» **TASK GOAL**
Give back the rows from the line containing "Task: place one point on each instance of the silver" through the end of the rows, changing every "groom's" to "bride's" and leaving all else as is.

=== INPUT RECORDS ===

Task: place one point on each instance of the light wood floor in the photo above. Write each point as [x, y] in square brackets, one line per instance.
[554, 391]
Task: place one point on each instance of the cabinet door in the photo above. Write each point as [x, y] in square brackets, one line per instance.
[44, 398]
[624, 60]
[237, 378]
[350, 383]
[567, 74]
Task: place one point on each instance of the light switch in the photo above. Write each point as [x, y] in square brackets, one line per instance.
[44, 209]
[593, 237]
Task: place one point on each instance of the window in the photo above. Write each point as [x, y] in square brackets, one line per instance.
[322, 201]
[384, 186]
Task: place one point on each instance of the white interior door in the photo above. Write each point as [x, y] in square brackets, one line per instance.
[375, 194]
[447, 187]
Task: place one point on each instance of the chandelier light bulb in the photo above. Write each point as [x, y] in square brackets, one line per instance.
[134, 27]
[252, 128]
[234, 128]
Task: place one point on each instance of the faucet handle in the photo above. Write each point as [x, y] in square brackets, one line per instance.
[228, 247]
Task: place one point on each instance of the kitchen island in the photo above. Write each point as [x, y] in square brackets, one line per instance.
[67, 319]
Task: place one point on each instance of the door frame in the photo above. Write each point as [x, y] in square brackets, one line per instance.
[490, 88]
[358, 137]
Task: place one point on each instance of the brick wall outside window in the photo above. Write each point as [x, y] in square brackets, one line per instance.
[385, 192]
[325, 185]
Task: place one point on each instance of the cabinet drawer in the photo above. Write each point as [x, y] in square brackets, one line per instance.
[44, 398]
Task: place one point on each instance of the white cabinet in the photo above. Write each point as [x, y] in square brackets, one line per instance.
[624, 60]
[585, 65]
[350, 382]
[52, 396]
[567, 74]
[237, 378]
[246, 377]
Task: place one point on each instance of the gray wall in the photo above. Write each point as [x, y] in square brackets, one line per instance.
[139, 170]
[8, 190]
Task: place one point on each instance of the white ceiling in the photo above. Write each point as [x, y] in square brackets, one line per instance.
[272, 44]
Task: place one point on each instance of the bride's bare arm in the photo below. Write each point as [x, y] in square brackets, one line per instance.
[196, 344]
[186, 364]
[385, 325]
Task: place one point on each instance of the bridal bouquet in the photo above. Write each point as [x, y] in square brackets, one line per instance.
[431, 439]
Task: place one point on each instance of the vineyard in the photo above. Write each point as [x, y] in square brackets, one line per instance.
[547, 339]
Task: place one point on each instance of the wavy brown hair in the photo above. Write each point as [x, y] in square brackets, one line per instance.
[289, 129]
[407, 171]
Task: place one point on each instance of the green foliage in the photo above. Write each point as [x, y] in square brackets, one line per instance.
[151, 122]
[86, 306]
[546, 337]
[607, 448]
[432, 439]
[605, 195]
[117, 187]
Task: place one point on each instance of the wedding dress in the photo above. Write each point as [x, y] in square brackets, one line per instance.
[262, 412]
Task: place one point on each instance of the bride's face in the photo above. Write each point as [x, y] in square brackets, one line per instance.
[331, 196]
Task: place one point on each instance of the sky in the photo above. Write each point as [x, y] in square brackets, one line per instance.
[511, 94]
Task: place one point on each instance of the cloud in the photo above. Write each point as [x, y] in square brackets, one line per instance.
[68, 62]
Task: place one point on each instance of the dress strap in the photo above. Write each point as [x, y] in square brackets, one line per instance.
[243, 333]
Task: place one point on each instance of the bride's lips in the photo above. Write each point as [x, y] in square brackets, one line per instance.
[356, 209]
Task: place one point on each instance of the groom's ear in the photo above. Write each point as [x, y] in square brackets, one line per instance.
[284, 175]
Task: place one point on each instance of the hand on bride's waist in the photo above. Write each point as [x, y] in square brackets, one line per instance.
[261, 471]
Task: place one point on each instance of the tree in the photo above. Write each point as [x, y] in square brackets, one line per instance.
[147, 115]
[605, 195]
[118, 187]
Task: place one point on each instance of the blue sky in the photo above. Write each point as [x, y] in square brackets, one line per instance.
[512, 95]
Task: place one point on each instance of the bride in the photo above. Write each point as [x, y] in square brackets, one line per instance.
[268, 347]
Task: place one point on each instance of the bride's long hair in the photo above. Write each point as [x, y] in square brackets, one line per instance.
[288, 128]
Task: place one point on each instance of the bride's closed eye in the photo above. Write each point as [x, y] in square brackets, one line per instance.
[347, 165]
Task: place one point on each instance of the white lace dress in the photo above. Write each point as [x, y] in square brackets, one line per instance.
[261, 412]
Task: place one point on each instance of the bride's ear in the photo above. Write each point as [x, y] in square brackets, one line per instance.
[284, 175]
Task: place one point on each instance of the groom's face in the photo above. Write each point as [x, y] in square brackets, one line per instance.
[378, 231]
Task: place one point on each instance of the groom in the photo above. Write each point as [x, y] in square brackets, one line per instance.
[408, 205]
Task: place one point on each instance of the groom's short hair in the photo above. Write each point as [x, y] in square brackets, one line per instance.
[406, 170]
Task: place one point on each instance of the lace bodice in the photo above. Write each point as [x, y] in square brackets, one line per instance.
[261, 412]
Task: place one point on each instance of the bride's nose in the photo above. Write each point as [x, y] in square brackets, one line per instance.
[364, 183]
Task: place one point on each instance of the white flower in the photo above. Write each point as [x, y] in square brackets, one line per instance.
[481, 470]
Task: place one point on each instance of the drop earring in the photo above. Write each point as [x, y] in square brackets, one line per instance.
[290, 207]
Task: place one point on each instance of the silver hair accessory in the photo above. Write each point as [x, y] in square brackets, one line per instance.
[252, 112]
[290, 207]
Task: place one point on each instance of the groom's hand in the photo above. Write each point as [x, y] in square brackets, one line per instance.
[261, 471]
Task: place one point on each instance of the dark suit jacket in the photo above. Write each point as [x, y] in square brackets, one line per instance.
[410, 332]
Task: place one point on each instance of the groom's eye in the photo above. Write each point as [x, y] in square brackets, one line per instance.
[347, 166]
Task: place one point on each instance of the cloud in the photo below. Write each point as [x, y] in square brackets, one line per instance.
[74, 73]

===

» **ANSWER IN FULL**
Task: place one point on each instance of the silver hair accessory in the photo above. Write each point as [x, y] in square brackets, one line per instance.
[252, 112]
[290, 207]
Task: place one point on each instance of the bride's hand in the photo above. Write each point as [x, y] in square brackets, one line per instance.
[261, 471]
Task: place one point on each instance of the dark suit jacket in the photo above. Write each point as [x, y] in square brackets, one line per instance.
[410, 332]
Task: place one point on each instance of the bride's eye in the photo above. Write each point as [x, y] in square brackets, one line per instance.
[347, 166]
Task: place one point on each instance of the cloud in the photo below. Write each point as [x, y] in square brackets, one line per instance.
[74, 73]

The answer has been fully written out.